[Dataset records about object locations]
--- --- ---
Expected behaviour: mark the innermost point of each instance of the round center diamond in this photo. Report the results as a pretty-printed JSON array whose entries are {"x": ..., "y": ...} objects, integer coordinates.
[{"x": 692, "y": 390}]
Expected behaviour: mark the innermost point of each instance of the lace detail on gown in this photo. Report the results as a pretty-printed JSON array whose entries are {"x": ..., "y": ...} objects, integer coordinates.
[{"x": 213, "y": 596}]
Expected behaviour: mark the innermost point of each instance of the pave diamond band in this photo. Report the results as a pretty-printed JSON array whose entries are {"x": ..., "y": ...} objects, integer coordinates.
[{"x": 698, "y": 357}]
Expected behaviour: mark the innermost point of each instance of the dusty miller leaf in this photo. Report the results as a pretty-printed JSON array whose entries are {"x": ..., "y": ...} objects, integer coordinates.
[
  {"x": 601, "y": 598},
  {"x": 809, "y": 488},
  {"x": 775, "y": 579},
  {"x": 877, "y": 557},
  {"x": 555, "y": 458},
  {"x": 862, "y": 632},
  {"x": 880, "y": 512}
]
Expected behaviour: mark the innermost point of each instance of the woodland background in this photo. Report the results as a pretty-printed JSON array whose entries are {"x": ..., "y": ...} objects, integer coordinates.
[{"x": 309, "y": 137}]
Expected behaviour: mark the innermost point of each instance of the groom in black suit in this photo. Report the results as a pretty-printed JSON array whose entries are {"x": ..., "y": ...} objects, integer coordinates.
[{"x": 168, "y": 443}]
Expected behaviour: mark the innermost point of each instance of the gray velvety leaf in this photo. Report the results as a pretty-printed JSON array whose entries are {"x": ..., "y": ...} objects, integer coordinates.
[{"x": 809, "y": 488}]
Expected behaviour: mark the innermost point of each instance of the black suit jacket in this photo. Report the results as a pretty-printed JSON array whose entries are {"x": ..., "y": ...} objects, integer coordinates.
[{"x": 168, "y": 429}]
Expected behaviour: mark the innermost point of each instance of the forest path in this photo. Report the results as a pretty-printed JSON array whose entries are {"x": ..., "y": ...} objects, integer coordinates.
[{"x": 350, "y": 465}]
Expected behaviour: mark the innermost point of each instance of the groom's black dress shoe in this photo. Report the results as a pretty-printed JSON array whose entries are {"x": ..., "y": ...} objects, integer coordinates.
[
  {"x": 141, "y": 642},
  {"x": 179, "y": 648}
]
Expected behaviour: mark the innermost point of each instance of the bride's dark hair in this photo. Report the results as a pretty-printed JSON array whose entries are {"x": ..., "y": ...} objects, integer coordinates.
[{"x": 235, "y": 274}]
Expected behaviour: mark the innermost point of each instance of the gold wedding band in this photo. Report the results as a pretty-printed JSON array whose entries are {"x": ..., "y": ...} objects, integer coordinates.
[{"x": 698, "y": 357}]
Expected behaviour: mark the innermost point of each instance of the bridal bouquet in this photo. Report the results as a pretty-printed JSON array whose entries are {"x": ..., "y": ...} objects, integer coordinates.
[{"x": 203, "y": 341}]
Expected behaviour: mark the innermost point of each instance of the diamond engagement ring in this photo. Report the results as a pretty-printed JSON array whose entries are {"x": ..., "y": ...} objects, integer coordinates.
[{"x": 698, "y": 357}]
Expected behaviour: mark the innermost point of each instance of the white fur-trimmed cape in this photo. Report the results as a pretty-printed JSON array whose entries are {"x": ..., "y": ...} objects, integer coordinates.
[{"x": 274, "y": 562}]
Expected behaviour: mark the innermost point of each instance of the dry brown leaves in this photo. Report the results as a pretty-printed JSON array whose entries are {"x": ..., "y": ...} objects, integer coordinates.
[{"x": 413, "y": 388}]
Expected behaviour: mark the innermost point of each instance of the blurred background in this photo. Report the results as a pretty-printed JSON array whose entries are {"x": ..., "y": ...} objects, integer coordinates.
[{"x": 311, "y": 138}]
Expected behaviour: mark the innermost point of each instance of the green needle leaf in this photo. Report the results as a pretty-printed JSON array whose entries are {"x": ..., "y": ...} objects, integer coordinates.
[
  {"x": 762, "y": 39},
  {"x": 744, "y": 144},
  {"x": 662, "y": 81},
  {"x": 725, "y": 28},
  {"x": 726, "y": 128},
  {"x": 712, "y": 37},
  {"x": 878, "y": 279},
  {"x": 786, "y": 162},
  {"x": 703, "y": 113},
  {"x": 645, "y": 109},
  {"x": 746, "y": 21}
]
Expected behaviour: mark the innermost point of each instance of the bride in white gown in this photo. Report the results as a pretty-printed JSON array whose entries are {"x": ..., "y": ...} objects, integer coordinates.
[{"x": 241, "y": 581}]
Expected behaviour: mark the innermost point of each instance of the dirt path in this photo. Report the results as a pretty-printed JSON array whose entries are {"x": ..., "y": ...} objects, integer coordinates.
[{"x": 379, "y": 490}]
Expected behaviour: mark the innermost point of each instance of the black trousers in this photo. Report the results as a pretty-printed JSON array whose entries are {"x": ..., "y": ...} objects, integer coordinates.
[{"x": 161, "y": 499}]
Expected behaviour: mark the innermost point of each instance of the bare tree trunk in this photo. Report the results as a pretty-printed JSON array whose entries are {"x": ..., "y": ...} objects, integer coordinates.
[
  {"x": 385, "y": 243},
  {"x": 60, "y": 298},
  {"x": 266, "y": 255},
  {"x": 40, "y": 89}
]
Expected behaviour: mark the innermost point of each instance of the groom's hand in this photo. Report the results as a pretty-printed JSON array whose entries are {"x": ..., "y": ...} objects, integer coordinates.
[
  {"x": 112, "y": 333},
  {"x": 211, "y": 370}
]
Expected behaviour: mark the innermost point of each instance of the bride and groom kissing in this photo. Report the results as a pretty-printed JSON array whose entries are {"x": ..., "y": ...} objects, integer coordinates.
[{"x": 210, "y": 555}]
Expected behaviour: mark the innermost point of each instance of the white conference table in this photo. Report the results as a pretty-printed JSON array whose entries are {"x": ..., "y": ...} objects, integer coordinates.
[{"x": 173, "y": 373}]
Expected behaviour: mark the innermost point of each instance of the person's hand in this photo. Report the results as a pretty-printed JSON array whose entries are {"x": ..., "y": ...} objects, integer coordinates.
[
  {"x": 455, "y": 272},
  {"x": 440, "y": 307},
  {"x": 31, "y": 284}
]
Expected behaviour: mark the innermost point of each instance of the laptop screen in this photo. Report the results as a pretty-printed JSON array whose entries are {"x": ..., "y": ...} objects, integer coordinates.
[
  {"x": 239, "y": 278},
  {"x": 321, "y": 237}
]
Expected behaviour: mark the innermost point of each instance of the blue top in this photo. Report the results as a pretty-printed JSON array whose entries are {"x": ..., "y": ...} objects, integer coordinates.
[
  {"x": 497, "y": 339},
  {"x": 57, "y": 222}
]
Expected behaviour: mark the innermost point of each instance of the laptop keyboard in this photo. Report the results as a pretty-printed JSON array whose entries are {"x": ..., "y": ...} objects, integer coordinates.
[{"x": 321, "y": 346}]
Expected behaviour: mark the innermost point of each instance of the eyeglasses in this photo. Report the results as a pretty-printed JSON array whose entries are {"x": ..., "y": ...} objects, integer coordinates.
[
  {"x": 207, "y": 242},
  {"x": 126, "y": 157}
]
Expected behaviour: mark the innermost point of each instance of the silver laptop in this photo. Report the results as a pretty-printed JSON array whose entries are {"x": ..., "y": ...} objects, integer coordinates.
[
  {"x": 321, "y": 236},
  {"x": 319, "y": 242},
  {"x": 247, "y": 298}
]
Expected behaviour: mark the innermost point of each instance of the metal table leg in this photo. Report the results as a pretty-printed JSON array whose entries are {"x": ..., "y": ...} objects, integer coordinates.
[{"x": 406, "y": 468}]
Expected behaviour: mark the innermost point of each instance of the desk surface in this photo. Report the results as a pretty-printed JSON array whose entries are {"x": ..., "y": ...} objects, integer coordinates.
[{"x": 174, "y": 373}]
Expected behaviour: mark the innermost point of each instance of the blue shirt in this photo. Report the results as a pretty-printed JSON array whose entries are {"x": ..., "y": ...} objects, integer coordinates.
--- --- ---
== Given exercise ==
Please quote exactly the lines from the one containing "of the metal" through the last line of the records above, both included, and nothing else.

== Result ==
Expected behaviour: mark the innermost point of each instance of the metal table leg in this photo. Report the results as a pretty-printed JSON array whose entries are {"x": ..., "y": ...} objects, integer coordinates.
[{"x": 406, "y": 468}]
Expected behaviour: mark the innermost point of each instance of the desk surface in this photo. Report the results as a pretty-printed JSON array whose entries are {"x": ..., "y": ...} objects, integer coordinates.
[{"x": 174, "y": 373}]
Expected behaviour: mark the innermost point of each instance of the blue shirt in this photo. Report the results as a pretty-printed JSON array whose entries are {"x": ..., "y": ...} objects, integer coordinates.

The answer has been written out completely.